## Brief:
Each line below has to be set down again exactly.

## Dataset entries:
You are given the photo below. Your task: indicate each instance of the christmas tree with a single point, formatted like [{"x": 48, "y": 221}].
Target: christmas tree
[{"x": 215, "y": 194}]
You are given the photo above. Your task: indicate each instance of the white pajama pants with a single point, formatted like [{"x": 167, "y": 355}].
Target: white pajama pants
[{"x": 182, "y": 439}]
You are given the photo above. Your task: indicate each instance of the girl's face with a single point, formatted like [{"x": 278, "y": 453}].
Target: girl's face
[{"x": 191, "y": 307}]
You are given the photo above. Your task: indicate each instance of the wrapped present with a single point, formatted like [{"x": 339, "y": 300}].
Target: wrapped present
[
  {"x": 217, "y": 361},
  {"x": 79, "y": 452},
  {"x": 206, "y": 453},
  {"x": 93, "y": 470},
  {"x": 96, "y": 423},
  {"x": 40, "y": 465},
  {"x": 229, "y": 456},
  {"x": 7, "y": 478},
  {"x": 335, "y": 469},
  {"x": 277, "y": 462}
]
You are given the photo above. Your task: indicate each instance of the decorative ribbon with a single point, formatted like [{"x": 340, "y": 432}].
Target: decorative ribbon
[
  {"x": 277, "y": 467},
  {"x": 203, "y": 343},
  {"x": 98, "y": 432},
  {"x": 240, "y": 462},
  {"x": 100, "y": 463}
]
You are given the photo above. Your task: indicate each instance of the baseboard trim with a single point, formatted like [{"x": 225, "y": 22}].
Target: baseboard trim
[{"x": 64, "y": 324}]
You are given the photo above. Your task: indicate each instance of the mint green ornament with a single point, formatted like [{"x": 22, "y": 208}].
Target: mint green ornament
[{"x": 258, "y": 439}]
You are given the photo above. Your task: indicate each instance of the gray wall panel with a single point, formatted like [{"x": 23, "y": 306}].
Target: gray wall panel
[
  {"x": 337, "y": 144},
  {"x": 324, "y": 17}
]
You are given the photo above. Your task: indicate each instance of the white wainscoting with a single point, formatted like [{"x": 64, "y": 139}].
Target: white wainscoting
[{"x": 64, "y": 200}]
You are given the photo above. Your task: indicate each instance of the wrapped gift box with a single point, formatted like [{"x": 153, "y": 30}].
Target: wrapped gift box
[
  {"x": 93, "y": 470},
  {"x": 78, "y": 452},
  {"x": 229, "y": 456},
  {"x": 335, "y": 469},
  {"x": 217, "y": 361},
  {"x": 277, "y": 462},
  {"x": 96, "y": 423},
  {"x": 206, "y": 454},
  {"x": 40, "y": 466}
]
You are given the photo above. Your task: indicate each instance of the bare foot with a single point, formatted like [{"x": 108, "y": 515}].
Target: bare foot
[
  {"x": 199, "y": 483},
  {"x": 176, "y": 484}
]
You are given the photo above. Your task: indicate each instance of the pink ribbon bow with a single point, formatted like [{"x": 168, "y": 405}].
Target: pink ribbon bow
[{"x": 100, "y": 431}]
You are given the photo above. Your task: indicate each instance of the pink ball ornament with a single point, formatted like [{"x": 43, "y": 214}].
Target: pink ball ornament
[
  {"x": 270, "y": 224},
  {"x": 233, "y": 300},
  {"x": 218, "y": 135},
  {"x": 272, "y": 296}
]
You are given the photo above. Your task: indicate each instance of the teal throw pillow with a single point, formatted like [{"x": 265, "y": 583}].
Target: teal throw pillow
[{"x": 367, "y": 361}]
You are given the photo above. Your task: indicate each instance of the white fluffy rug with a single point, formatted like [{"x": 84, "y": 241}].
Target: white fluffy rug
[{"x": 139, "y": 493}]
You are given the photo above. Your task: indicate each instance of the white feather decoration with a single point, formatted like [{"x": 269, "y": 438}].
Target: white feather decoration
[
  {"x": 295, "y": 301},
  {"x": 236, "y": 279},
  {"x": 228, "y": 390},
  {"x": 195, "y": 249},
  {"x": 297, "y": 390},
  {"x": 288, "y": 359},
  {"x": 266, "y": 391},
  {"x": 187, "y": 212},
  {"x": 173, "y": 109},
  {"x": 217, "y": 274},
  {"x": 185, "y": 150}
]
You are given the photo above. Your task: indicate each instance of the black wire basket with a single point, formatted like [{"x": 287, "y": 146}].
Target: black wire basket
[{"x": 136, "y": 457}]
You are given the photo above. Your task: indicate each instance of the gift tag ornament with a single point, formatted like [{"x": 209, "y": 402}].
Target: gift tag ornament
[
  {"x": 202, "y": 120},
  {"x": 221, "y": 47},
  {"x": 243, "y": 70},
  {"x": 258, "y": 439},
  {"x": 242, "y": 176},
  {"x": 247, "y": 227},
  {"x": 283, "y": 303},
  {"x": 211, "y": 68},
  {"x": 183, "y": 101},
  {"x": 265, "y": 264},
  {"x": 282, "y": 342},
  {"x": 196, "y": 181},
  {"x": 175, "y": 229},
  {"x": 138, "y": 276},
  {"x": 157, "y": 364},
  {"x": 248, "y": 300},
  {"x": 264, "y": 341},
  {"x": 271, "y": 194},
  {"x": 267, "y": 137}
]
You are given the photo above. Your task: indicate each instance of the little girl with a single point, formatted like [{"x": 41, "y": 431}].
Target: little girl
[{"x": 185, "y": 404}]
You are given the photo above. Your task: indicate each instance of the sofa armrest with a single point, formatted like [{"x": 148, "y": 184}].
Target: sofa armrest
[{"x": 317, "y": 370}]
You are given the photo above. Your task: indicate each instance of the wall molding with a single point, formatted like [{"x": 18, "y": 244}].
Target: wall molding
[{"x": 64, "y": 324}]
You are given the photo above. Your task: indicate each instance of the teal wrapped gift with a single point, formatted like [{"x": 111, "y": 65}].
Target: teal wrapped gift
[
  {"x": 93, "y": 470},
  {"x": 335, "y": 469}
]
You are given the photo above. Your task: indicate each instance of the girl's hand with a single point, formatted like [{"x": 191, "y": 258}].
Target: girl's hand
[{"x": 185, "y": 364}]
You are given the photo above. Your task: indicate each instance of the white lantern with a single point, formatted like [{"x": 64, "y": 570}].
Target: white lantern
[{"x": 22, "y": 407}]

## Expected answer:
You are given the photo below. Your task: indicate each instance of the christmas tree with a single point, formatted like [{"x": 48, "y": 221}].
Target: christmas tree
[{"x": 215, "y": 194}]
You are given the photo above. Your task: indicate each instance of the white pajama pants with a single point, formatted like [{"x": 167, "y": 355}].
Target: white pajama pants
[{"x": 182, "y": 439}]
You are given the photo above. Your task: indicate each instance of the girl's face with a single point, formatted like [{"x": 278, "y": 453}].
Target: girl's face
[{"x": 191, "y": 307}]
You are given the photo above. Your task: indicate each instance of the wrapped present with a single point, formatted like [{"x": 339, "y": 300}].
Target: wrapped present
[
  {"x": 217, "y": 361},
  {"x": 79, "y": 452},
  {"x": 206, "y": 453},
  {"x": 93, "y": 470},
  {"x": 96, "y": 423},
  {"x": 40, "y": 465},
  {"x": 229, "y": 456},
  {"x": 7, "y": 478},
  {"x": 335, "y": 469},
  {"x": 277, "y": 462}
]
You are given the photo above. Your task: indicate each instance of the decorative ribbon with a single point, formatted like [{"x": 340, "y": 432}].
Target: decorative ribbon
[
  {"x": 277, "y": 467},
  {"x": 203, "y": 343},
  {"x": 98, "y": 432},
  {"x": 240, "y": 462},
  {"x": 100, "y": 463}
]
You are given the photo above. Your task: indicate each instance of the baseboard trim with a single point, formatted like [{"x": 225, "y": 22}].
Target: baseboard trim
[{"x": 64, "y": 324}]
You are given the photo above. Your task: indicate each instance of the mint green ornament with a single point, formatted like [{"x": 22, "y": 208}].
Target: mint green ornament
[{"x": 258, "y": 439}]
You are given the photo above. Your task: indicate each instance of the gray wall panel with a single point, formatted like [{"x": 23, "y": 306}].
Target: gray wall panel
[
  {"x": 337, "y": 144},
  {"x": 324, "y": 17}
]
You are given the photo above. Your task: indicate each instance of the white wainscoting with a single point, formatted like [{"x": 64, "y": 139}].
Target: white wainscoting
[{"x": 64, "y": 200}]
You are given the photo above. Your task: indicate each instance of the wrapped gift box with a single point, formatted like [{"x": 153, "y": 30}].
Target: wrapped gift box
[
  {"x": 93, "y": 470},
  {"x": 78, "y": 452},
  {"x": 229, "y": 456},
  {"x": 335, "y": 469},
  {"x": 217, "y": 361},
  {"x": 277, "y": 462},
  {"x": 96, "y": 423},
  {"x": 206, "y": 454},
  {"x": 40, "y": 466}
]
You are given the photo above. Your task: indicate each instance of the bare foot with a single point, formatted like [{"x": 108, "y": 515}].
Target: bare foot
[
  {"x": 199, "y": 483},
  {"x": 176, "y": 484}
]
You are given the photo above. Your task: indicate each instance of the pink ribbon bow with a single point, formatted like [{"x": 168, "y": 405}].
Target: pink ribbon bow
[{"x": 100, "y": 431}]
You are given the photo above. Your task: indicate each instance of the pink ball ornament with a single point, formatted like [{"x": 43, "y": 214}].
Target: pink ball ornament
[
  {"x": 270, "y": 224},
  {"x": 233, "y": 300},
  {"x": 218, "y": 135},
  {"x": 272, "y": 296}
]
You are given the photo above. Your task: indicate each instance of the teal throw pillow with a single point, formatted like [{"x": 265, "y": 583}].
Target: teal throw pillow
[{"x": 367, "y": 361}]
You are given the photo above. Your task: indicate each instance of the white fluffy rug with a single point, formatted like [{"x": 84, "y": 241}].
Target: white fluffy rug
[{"x": 139, "y": 493}]
You are given the photo above. Your task: indicate each instance of the white feather decoration with a single point, formatted like [{"x": 269, "y": 438}].
Target: white feather decoration
[
  {"x": 295, "y": 301},
  {"x": 236, "y": 279},
  {"x": 228, "y": 390},
  {"x": 195, "y": 249},
  {"x": 297, "y": 390},
  {"x": 288, "y": 359},
  {"x": 266, "y": 391},
  {"x": 187, "y": 212},
  {"x": 173, "y": 109},
  {"x": 217, "y": 274},
  {"x": 185, "y": 150}
]
You are given the photo above. Your task: indicate each instance of the black wire basket with a single point, formatted like [{"x": 287, "y": 146}].
Target: black wire basket
[{"x": 136, "y": 457}]
You are given the photo above. Your task: indicate each instance of the gift tag ornament with a single point, formatted like [{"x": 209, "y": 402}].
Target: gift tag ornament
[
  {"x": 202, "y": 120},
  {"x": 221, "y": 47},
  {"x": 243, "y": 70},
  {"x": 258, "y": 439},
  {"x": 242, "y": 176},
  {"x": 247, "y": 227},
  {"x": 283, "y": 303},
  {"x": 211, "y": 68},
  {"x": 183, "y": 101},
  {"x": 265, "y": 264},
  {"x": 282, "y": 342},
  {"x": 196, "y": 181},
  {"x": 175, "y": 229},
  {"x": 138, "y": 276},
  {"x": 157, "y": 364},
  {"x": 248, "y": 300},
  {"x": 264, "y": 341},
  {"x": 271, "y": 194},
  {"x": 267, "y": 137}
]
You are given the photo above. Your task: indicate each instance of the little girl with a single point, formatted like [{"x": 41, "y": 431}].
Target: little girl
[{"x": 185, "y": 404}]
You are given the photo above. Your task: indicate each instance of the sofa armrest with a single point, formatted like [{"x": 148, "y": 184}].
Target: sofa armrest
[{"x": 317, "y": 370}]
You are given the photo above. Your task: indicate each instance of the wall molding with a single point, formatted like [{"x": 18, "y": 244}].
Target: wall molding
[{"x": 64, "y": 324}]
You are given the photo above. Your task: indicate each instance of the teal wrapped gift with a single point, formatted like [{"x": 111, "y": 65}].
Target: teal wrapped gift
[
  {"x": 93, "y": 470},
  {"x": 335, "y": 469}
]
You are given the photo above. Your task: indicate each instance of the girl's hand with a single point, formatted like [{"x": 191, "y": 258}].
Target: girl's hand
[{"x": 185, "y": 364}]
You are given the photo above. Your task: indicate each instance of the white lantern with a single point, formatted like [{"x": 64, "y": 570}].
Target: white lantern
[{"x": 22, "y": 407}]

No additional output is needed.